WHAT IS ASKED:
Locate every line in the entries that contains the string "transparent", matching case exactly, and copy each of those lines.

════

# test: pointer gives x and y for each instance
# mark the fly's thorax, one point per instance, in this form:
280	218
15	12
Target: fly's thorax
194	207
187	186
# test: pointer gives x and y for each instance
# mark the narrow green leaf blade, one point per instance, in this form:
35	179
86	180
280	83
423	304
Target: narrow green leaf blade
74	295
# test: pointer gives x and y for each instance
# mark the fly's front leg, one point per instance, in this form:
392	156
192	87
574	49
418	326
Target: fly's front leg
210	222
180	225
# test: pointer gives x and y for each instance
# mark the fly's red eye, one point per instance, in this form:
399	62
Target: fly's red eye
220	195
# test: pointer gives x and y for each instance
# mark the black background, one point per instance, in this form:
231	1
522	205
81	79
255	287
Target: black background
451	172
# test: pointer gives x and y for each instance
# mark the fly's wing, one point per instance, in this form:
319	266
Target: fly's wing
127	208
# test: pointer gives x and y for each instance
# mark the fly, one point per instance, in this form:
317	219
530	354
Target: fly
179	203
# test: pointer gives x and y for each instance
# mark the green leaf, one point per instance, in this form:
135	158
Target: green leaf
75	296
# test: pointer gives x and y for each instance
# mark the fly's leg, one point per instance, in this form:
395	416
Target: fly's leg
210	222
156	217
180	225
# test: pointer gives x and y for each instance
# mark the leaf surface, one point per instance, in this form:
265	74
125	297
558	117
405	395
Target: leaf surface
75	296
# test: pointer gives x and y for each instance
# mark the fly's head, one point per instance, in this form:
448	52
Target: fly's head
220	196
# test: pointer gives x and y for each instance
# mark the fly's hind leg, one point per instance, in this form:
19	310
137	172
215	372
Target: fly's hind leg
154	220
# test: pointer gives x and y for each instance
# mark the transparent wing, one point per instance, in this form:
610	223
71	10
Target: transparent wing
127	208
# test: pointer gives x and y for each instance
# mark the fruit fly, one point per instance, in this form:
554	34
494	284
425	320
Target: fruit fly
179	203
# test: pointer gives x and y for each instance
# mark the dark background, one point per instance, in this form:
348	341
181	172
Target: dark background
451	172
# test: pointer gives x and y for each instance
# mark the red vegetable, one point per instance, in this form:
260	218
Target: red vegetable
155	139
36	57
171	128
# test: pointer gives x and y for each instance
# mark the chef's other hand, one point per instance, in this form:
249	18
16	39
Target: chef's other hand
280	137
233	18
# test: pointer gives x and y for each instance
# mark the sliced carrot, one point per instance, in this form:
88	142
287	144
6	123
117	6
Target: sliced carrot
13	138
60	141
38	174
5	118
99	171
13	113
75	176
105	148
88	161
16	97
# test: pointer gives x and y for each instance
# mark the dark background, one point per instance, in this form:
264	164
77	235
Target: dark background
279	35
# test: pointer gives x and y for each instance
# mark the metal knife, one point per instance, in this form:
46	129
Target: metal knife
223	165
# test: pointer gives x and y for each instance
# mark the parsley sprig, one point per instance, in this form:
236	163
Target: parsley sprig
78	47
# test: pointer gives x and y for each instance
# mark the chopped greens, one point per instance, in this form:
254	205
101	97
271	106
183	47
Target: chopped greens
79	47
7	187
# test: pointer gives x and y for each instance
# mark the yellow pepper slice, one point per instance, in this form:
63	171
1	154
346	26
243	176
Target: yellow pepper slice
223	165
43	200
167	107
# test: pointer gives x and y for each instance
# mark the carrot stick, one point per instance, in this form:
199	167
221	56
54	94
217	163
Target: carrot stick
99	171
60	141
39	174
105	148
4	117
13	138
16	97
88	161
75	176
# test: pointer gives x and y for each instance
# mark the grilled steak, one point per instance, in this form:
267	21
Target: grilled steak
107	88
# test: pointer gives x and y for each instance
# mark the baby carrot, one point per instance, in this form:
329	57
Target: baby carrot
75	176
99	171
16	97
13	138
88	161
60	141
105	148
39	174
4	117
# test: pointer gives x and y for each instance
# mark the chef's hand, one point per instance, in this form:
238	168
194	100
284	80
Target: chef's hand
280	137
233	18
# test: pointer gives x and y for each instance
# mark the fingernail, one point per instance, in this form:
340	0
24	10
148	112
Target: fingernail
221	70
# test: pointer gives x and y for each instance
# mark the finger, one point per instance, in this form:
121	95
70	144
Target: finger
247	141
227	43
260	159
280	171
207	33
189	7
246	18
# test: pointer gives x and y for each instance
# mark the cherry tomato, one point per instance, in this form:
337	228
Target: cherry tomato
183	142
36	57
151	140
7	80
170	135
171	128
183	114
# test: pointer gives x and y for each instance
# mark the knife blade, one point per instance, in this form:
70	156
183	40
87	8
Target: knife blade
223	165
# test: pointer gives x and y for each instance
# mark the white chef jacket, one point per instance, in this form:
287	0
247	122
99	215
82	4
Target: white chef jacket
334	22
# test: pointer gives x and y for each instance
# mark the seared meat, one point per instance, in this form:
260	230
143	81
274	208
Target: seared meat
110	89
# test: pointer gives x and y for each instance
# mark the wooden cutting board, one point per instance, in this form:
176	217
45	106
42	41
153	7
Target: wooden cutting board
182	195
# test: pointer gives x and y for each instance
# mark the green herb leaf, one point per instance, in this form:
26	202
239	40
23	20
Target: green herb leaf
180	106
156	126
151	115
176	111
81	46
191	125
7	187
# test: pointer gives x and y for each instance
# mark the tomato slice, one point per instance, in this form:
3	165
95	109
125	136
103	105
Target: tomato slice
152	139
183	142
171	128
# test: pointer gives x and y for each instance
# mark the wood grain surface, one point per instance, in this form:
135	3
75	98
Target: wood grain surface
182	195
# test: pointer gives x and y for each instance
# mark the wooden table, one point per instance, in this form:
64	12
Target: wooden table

════

COMPLETED TASK:
# mark the transparent wing, one point per instance, in this form:
Target: transparent wing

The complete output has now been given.